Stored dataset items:
______________________________
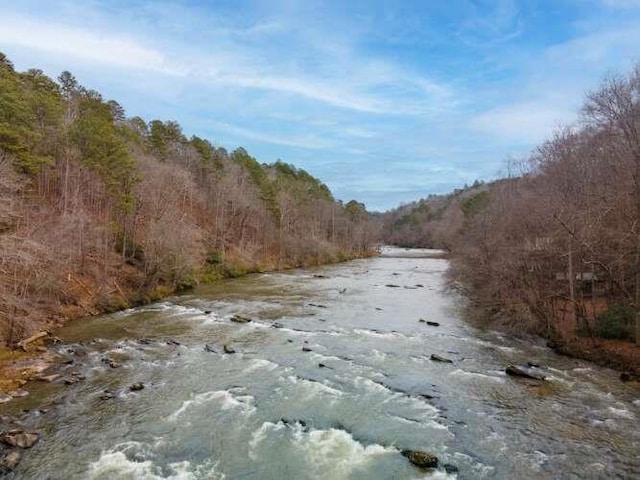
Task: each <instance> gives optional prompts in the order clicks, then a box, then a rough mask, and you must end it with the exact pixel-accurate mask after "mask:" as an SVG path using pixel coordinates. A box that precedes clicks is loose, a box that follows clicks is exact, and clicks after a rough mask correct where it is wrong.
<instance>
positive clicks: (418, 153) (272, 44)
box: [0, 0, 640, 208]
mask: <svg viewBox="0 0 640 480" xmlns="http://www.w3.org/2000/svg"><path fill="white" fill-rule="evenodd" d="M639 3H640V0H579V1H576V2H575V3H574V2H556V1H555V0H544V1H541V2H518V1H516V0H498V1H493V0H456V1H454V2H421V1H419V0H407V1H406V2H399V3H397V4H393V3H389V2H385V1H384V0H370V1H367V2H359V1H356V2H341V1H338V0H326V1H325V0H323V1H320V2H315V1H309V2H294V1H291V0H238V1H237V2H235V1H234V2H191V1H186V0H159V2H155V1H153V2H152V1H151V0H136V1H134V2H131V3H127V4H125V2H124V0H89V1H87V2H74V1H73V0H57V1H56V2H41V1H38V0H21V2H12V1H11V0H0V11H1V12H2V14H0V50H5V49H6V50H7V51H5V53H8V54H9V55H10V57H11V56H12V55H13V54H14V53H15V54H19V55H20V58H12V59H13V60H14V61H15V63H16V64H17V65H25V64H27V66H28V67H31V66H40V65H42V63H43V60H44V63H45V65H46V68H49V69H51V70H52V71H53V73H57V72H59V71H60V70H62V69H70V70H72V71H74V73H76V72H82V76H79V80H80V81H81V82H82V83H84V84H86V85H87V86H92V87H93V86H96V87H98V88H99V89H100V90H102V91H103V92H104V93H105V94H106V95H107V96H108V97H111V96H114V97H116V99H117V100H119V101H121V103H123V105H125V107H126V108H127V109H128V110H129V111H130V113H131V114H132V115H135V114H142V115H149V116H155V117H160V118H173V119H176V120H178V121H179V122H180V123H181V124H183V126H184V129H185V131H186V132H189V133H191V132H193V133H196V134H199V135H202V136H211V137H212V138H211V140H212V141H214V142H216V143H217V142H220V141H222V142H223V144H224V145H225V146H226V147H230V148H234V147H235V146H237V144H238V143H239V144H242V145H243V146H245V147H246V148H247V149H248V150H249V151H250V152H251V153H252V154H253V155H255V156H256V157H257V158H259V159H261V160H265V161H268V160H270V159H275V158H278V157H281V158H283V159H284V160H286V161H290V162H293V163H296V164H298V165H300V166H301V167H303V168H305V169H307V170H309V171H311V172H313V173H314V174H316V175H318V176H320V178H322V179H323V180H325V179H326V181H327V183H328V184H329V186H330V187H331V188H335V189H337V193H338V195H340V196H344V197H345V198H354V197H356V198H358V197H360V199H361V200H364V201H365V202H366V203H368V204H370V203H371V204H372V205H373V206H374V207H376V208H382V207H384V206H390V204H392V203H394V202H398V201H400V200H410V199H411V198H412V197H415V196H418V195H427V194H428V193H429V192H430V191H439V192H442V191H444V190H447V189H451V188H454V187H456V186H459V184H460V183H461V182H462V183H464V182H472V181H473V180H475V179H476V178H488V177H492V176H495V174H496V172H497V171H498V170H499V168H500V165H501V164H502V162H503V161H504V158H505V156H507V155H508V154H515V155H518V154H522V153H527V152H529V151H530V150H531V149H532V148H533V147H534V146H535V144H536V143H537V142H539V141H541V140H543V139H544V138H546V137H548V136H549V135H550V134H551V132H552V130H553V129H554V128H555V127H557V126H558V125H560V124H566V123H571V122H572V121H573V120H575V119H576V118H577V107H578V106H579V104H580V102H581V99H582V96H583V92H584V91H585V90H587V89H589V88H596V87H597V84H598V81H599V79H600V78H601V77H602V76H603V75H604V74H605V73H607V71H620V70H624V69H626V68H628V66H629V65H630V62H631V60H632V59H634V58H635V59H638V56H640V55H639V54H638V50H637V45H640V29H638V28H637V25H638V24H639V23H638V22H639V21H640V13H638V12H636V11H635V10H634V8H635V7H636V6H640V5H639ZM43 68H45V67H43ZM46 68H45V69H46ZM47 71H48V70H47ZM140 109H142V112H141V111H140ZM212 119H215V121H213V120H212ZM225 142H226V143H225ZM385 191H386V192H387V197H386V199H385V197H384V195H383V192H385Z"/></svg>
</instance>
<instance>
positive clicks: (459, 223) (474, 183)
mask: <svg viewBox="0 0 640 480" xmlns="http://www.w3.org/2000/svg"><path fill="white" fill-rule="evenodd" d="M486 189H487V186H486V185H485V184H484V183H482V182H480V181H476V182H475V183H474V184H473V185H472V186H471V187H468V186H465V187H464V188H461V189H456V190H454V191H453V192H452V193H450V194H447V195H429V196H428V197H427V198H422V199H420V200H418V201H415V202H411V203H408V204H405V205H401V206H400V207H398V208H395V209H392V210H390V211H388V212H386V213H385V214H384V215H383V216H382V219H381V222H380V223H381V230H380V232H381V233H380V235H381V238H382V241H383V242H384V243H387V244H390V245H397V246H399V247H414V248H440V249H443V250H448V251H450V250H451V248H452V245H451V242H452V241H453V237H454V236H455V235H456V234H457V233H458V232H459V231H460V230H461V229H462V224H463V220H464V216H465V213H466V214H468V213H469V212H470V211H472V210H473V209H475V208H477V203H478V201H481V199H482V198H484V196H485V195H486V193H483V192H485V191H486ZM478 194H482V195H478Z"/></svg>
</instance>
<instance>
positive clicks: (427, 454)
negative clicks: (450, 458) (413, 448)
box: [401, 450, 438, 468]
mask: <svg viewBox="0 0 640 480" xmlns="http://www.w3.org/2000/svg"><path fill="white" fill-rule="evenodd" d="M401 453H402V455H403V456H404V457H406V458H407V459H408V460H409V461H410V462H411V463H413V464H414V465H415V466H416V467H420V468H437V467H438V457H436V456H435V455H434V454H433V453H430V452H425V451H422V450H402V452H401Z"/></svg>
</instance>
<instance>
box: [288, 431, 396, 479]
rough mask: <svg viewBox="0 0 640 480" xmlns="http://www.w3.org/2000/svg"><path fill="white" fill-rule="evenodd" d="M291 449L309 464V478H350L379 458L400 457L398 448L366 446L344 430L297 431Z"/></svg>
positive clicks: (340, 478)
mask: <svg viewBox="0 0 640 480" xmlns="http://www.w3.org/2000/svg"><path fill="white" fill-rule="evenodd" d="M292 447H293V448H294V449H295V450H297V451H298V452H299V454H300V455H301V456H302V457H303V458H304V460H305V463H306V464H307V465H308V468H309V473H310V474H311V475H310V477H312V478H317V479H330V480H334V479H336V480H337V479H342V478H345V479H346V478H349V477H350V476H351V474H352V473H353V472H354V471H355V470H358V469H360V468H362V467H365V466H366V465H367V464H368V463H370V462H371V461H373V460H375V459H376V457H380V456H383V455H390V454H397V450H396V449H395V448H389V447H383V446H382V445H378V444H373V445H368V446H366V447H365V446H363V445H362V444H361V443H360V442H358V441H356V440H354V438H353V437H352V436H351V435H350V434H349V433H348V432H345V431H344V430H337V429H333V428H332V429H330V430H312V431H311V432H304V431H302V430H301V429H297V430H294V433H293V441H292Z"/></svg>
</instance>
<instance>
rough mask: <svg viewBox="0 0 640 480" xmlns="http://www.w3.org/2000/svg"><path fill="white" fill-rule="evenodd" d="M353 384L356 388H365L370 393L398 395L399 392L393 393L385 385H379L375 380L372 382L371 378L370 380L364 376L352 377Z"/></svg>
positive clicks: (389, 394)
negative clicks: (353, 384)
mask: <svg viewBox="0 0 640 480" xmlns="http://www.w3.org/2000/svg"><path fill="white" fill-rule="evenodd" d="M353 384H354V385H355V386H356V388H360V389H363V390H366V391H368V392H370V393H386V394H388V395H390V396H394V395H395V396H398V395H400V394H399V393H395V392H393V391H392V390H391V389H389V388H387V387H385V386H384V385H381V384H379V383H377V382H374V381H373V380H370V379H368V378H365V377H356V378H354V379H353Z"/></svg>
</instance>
______________________________
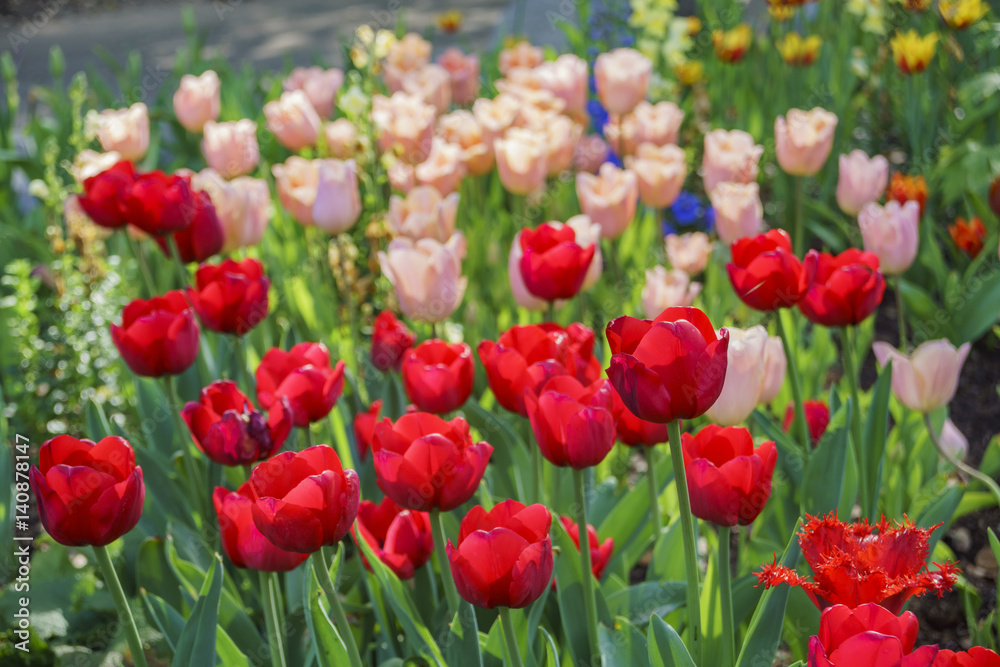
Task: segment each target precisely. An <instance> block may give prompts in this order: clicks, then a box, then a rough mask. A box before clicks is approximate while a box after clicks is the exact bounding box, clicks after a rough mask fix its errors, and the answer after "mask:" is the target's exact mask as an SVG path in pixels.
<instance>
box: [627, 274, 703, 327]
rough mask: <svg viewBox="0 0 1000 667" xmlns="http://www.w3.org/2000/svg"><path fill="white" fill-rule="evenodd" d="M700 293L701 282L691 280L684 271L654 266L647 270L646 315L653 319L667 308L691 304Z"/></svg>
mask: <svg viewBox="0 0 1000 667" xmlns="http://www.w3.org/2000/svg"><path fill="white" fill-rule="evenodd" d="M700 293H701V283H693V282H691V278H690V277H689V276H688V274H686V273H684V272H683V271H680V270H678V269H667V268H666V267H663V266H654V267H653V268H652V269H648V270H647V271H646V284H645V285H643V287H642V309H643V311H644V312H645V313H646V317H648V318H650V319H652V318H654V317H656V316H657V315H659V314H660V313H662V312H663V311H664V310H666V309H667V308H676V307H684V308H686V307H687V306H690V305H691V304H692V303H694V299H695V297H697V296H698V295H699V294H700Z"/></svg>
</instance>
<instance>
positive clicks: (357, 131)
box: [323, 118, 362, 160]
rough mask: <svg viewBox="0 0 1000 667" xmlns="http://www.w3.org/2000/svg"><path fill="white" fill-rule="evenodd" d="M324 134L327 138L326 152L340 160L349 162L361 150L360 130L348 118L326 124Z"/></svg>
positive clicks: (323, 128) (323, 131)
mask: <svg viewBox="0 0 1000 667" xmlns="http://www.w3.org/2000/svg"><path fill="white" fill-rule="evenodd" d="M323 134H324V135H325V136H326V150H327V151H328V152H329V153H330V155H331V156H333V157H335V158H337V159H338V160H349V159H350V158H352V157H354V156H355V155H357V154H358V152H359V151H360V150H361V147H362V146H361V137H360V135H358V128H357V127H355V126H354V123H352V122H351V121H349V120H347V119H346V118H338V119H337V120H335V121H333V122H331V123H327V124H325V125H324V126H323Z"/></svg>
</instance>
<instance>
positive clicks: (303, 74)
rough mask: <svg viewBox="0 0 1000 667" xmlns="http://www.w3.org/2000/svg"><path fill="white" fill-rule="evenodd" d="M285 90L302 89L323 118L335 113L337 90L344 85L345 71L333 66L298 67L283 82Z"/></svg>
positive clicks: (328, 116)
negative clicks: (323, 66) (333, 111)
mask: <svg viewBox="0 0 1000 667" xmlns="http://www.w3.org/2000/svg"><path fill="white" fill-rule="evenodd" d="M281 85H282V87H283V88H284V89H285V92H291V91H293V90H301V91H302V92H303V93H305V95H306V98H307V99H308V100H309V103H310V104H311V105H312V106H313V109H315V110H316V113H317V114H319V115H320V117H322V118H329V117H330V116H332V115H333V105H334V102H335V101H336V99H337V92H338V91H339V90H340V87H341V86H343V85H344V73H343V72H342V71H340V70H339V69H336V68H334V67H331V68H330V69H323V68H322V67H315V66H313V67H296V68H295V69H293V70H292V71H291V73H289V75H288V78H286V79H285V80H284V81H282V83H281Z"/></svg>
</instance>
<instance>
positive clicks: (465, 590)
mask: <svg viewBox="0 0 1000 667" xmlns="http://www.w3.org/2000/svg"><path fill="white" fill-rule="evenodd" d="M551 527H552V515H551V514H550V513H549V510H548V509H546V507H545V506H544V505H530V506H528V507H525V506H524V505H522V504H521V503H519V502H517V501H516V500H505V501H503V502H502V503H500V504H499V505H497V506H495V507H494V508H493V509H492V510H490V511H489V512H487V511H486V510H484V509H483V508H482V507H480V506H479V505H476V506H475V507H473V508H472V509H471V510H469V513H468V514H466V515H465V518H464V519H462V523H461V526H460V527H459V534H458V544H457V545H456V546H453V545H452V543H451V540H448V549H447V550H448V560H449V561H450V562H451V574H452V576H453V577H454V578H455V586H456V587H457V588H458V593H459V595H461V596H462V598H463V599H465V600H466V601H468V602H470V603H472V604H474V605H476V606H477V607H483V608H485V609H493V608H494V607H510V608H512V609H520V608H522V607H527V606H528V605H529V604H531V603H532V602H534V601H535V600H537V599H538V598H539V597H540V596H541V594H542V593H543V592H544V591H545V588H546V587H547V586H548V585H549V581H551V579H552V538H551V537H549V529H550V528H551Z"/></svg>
______________________________
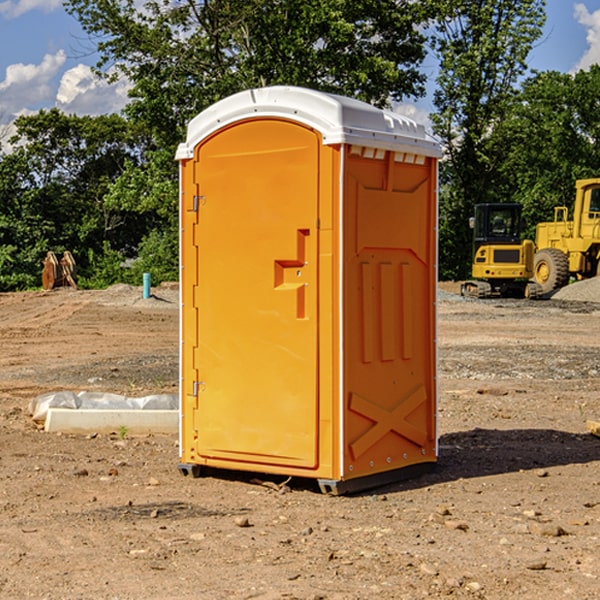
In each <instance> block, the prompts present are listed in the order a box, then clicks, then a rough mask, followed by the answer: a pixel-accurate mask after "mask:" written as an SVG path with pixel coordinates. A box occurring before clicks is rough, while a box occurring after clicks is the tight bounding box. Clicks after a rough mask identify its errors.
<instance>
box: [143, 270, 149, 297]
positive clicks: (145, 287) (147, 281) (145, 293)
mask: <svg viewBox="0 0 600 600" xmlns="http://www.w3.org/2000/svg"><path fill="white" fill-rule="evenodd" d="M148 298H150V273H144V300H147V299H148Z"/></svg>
______________________________
The problem.
Extract the lines from the one with "Task: each <instance>" to the one with "box: [0, 0, 640, 208]", inclusive, and reproduce them without any changes.

Exercise solution.
Task: each <instance> gives optional prompts in the order clicks, then a box, then a rough mask, and you must end it with the exact pixel-accurate mask after "mask:" as an SVG path using pixel coordinates. A box that precedes clicks is loose, a box that follows clicks is exact, and clicks after a rough mask correct where it is wrong.
<instance>
positive clicks: (418, 153) (272, 44)
box: [0, 0, 640, 208]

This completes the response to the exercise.